Friday, December 31, 2010 @
A nice, simple blogskin :)
Tomorrow will be pretty hardcore for me.
Will be working 3pm to 3am.
Don't ask me why
I'm just in it for the money and since
I am available anyway
That aside
I feel that I am starting to handle myself
better each day.
My impatience, my temper especially.
I have been able to tell myself
to tone it down and see the bigger picture
and it does help a lot.
I am starting to differentiate situations better
Which ones to bother and which to ignore.
Last time when I work
I tend to create stress for myself
and I would do it just for the sake of doing it
Now it's a different thing
I've been telling myself
to enjoy the process and just learn from it.
Attitude matters so much
How you approach a situation will define the outcome.
Whether you learn or not depends on your mindset.
Overall I am quite pleased with myself
I've learn to accept mistakes and failures better
that each and every one of them teaches you
lessons and the right way of doing things.
School's going to start again soon.
I won't promise myself anything
I will go with the flow
and do my best.
Don't give up, learn and be better.
That's the mindset I'm gonna carry with me entering the term.
Just be yourself.
Alright Gotta sleep.
Good night people.
---
Jinyi told me some things which really motivated me so much.
I just want to thank her.
I've been thinking...
Maybe the thing that makes me stand out
is my thinking.
I probably have the ability to see things differently at times
and come up with multiple perspectives.
But that doesn't matter anymore.
Being special shouldn't be a big deal.
Being the best you can be everyday is more important.
That's just how i want myself to be.
Once again
Thank you Jin Yi :)
Tuesday, December 28, 2010 @ Life and lessons.
I just finished watching two feature films from Channel U
which is why I am still awake now.
I must say they are pretty good.
Really impressive to see them coming from local talents.
I love independent films.

* **SET EXERCISE**
Please retype, word for word, the part of the blog post that opens with the words containing "Just be yourself." and closes with "a big deal.". Work only from the blog post above.

* **LISTED RECORDS**
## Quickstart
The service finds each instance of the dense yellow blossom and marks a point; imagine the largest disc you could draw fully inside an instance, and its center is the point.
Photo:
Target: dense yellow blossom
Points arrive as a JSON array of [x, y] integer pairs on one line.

* **OUTPUT OF THE TASK**
Just be yourself.
Alright Gotta sleep.
Good night people.
---
Jinyi told me some things which really motivated me so much.
I just want to thank her.
I've been thinking...
Maybe the thing that makes me stand out
is my thinking.
I probably have the ability to see things differently at times
and come up with multiple perspectives.
But that doesn't matter anymore.
Being special shouldn't be a big deal.